** Opening Excerpted text block **

How to Visit a Sick Person in the Hospital

I’ve been meaning to write something like this for a long time. Even though I haven’t been working as a nurse for the past two years, I am still an RN, and have plenty experience in hospitals to write something didactic. Between 2001 and 2009 I had experience working in eleven different hospitals and over thirty different hospital units. My field was medical surgical nursing and my specialities were medicine, GI, Women’s Health, L&D, Mother/Baby, Ortho/Neuro, total joint, rehabilitation, cardiac/telemetry, renal/transplant, bariatrics, burns, trauma, and transplant. I did a little bit of everything… except OR, ICU, PACU, and ER. If you are visiting a sick person in the ICU or ER, parts of this primer won’t apply.

How to visit a sick person. I feel like this is a long lost etiquette. In simpler times and in many other countries but our own, family would assume a huge role in tending to the patient’s basic needs. In our culture, this entire duty has been relegated to nurses and nurses aids for the duration of hospitalization. In my opinion it is sad and unrealistic. It is especially unfortunate when family members get angry at nurses when chores haven’t been done, yet it doesn’t occur to them to do it themselves.

** Closing Excerpted text block **
** Opening Supplied records block **

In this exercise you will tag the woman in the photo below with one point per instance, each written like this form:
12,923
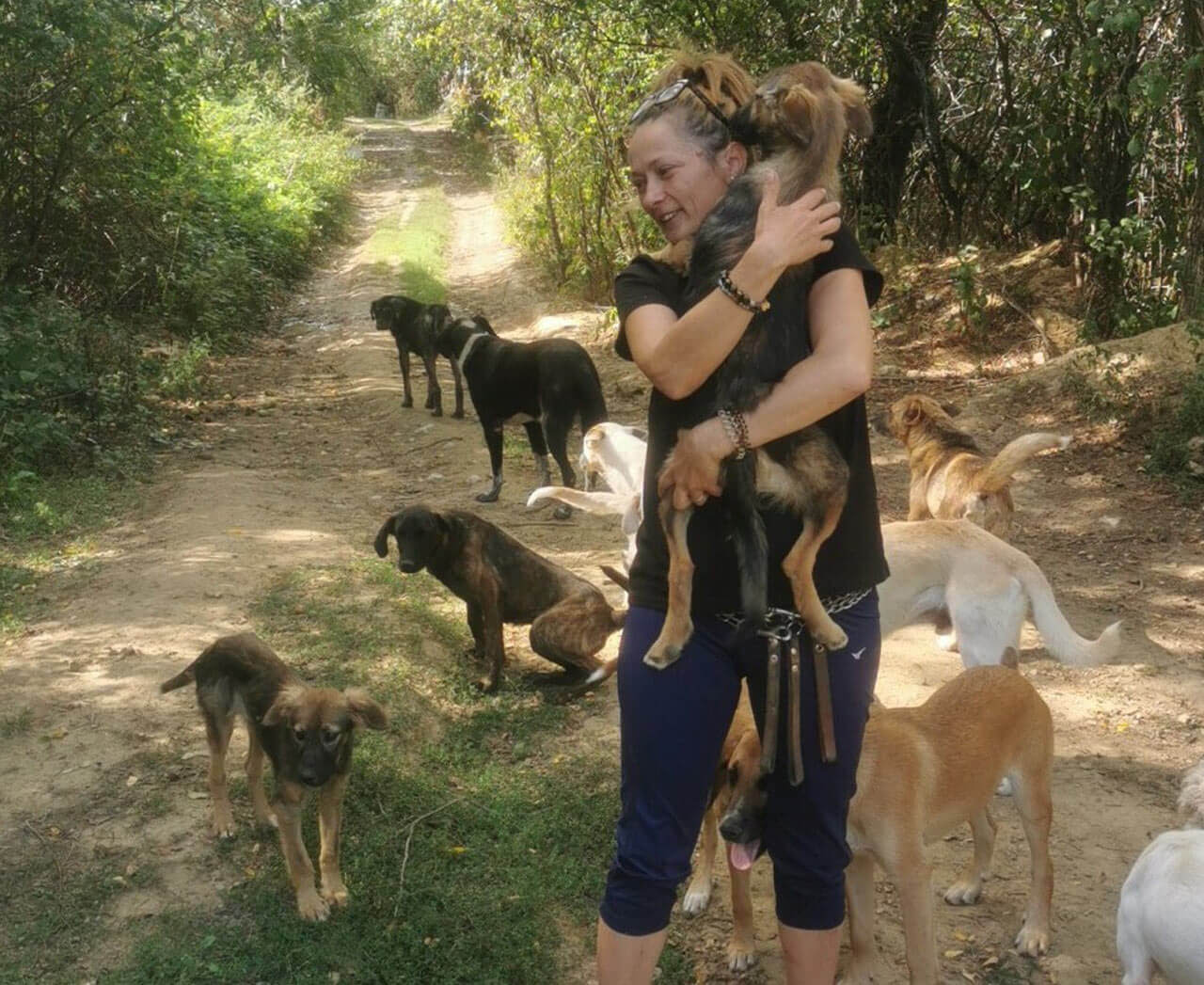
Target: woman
673,722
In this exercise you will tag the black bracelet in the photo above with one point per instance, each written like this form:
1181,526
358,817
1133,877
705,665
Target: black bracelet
738,296
737,431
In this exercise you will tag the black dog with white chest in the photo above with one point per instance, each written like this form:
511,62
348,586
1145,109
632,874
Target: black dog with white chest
547,384
414,326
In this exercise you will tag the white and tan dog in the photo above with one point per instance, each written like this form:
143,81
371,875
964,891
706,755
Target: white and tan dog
986,586
1160,921
615,454
923,772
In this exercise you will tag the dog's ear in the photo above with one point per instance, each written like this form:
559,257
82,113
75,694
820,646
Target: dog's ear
284,707
364,710
382,541
856,110
800,108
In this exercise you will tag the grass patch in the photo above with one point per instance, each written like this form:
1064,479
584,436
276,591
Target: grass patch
412,245
16,725
472,844
1178,447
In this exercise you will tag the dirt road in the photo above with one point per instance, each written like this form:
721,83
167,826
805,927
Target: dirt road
308,448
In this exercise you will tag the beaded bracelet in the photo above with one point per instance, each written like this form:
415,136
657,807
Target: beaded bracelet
738,296
737,431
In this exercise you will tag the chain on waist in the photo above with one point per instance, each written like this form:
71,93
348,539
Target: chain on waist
786,623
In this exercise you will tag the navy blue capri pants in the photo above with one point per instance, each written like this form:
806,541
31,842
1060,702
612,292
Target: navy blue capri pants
673,723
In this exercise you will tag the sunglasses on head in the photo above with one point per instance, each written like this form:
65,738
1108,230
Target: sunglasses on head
672,91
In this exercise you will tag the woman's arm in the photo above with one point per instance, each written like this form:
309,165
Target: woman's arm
678,354
838,370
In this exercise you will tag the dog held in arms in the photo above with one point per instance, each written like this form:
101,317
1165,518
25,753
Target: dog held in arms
615,454
502,580
1160,923
306,732
950,476
923,772
941,571
414,326
799,117
546,384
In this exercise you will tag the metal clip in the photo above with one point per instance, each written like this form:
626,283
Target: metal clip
824,704
796,715
772,702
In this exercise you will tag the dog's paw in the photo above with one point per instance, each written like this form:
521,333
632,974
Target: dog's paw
335,894
696,898
310,906
740,954
1033,941
662,655
962,894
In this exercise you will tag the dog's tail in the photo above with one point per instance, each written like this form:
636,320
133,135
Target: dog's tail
184,676
1014,454
751,542
601,503
1191,796
1056,632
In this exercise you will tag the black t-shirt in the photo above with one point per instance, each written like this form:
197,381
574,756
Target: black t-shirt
851,559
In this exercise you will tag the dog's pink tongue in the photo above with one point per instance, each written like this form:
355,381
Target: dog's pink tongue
743,856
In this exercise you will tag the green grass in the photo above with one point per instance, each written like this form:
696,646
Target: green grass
47,523
412,245
504,838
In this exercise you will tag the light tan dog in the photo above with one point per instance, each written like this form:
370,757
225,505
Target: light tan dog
950,476
923,772
740,759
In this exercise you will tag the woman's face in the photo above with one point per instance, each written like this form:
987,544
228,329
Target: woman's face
677,183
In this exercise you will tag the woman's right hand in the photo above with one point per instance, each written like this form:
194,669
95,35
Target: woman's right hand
796,232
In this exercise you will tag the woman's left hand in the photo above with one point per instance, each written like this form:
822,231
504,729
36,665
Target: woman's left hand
691,471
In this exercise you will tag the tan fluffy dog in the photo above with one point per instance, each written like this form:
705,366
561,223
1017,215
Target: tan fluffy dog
950,476
923,772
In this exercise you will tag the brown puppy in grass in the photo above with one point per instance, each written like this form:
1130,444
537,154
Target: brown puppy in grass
306,732
923,772
796,120
950,476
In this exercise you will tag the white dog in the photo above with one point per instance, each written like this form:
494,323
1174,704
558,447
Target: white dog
988,588
1160,923
615,454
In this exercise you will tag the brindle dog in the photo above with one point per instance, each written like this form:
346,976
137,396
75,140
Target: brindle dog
798,119
502,580
308,734
950,476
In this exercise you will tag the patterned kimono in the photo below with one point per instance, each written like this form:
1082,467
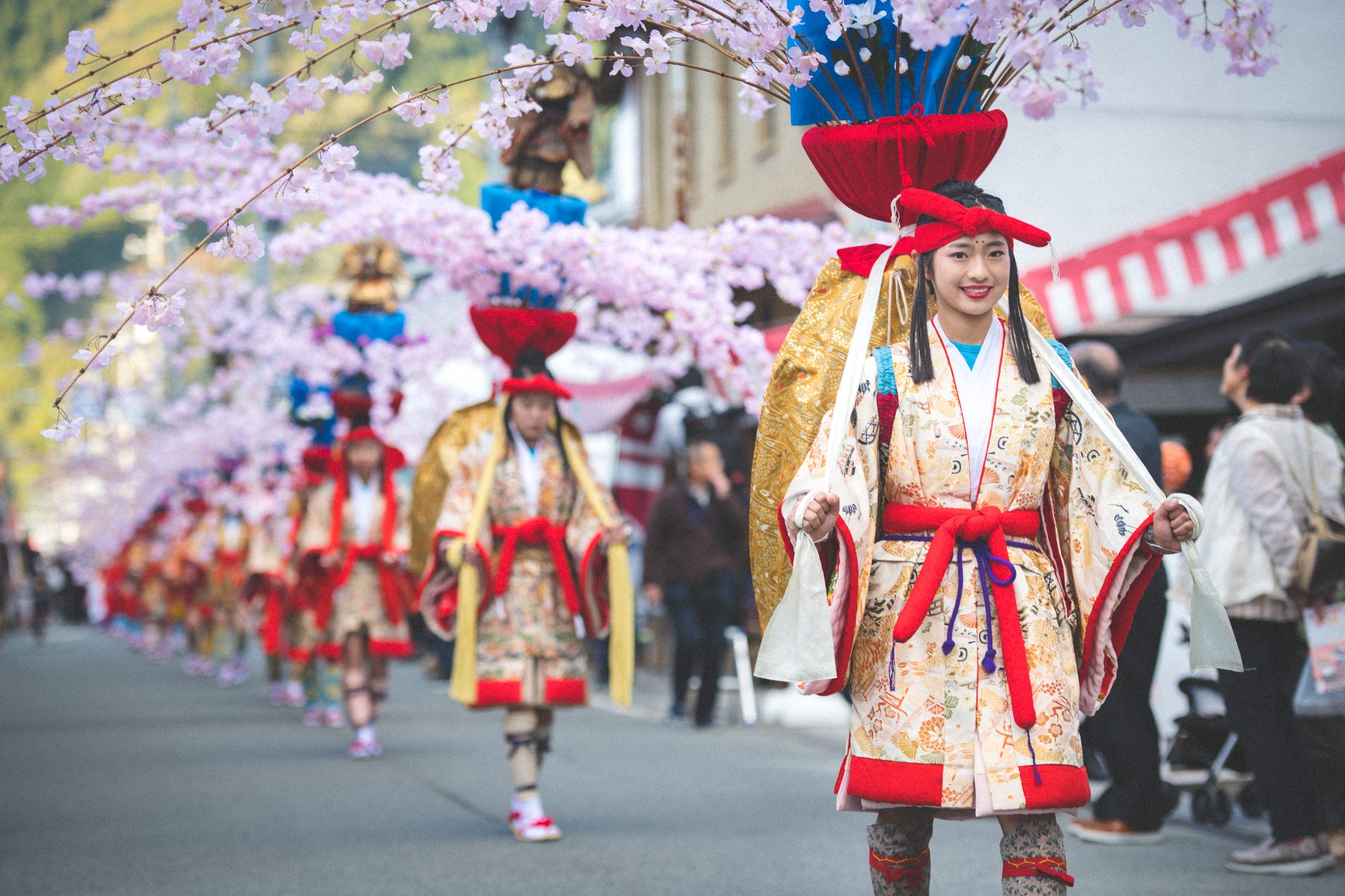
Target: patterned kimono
368,588
540,565
228,571
973,485
268,567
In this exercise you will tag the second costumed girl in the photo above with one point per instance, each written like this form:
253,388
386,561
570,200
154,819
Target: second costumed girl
520,557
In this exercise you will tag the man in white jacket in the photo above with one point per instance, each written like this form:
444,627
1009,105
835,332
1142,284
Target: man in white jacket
1258,491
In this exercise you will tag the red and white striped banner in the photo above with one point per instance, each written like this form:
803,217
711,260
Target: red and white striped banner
1141,271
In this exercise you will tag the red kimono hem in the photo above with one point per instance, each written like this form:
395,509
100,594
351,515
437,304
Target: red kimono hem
922,783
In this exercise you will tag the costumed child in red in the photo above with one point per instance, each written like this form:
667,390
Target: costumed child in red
358,526
517,564
189,560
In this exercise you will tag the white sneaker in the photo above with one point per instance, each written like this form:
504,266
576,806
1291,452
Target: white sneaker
1289,857
294,694
529,822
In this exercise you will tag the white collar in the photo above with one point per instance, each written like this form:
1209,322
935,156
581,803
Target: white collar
977,396
529,469
362,495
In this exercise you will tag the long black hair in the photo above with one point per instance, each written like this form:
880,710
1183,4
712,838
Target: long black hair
528,364
922,366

** Closing Supplied records block **

▸ Task list:
• A. Return everything in the essay on visiting a sick person in the hospital from "How to Visit a Sick Person in" down to "primer won’t apply.", copied word for word.
• B. Using the essay on visiting a sick person in the hospital, decide whether each statement agrees with it. Answer yes or no, and quote the words that settle it. (i) The writer worked in hospitals between 2001 and 2009. (ii) The ICU was among the writer's areas of work. (iii) The writer has been working as a nurse for the past two years.
• C. Continue the essay on visiting a sick person in the hospital from the point where it stops.

▸ Numbered responses:
• A.
How to Visit a Sick Person in the Hospital

I’ve been meaning to write something like this for a long time. Even though I haven’t been working as a nurse for the past two years, I am still an RN, and have plenty experience in hospitals to write something didactic. Between 2001 and 2009 I had experience working in eleven different hospitals and over thirty different hospital units. My field was medical surgical nursing and my specialities were medicine, GI, Women’s Health, L&D, Mother/Baby, Ortho/Neuro, total joint, rehabilitation, cardiac/telemetry, renal/transplant, bariatrics, burns, trauma, and transplant. I did a little bit of everything… except OR, ICU, PACU, and ER. If you are visiting a sick person in the ICU or ER, parts of this primer won’t apply.

• B.
(i) Yes: "Between 2001 and 2009 I had experience working in eleven different hospitals and over thirty different hospital units."
(ii) No: "I did a little bit of everything… except OR, ICU, PACU, and ER."
(iii) No: "I haven’t been working as a nurse for the past two years"

• C.
This is what I am talking about. These are the things you can do for your loved ones, a sick friend, when he/she is in the hospital. Not only will he/she love you for it, but the nursing staff will love you for it as well. And you will go to Heaven.


Food is the first thing most people turn to when they are nervous and uncertain. Issues regarding food come up frequently when it comes to patient visitors. Here are some things to think about:

  • Find out what the patient’s diet is. There are many types of diets. “General” diet means the person can eat most anything, ad lib. There are diet adjustments having to do with texture, such as a soft diet, a puree diet, and a liquid diet. There are low protein and/or low potassium diets for renal patients and low salt/low fat diets for cardiac patients. A clear liquid diet means the patient can drink anything transparent (coffee usually does NOT count, and soda is not a great idea anyway). There are low residue diets for people with diverticulitis. A patient on suicide watch will be served a meal on a paper tray with plastic utensils. Why do you want to know what their diet is? So that you don’t waste your time bringing them food they shouldn’t eat! Take this seriously. Some foods, no matter how much they are craved, can really aggravate an illness. In fact, many, if not most, illnesses are caused by nasty food. Don’t bring nasty food. Call the nurses station ahead of your visit to ascertain what diet is ordered.
  • Eat before you come. Do NOT eat or drink in front of your loved one unless they are allowed to eat as well. Think about it. It’s just cruel. Plus, there are medical reasons for not bringing food, or the scent of food into some people’s rooms.
  • Nurses are not waitresses. Hospital food is for patients, not family. Don’t try to make exceptions. Walk to the cafeteria.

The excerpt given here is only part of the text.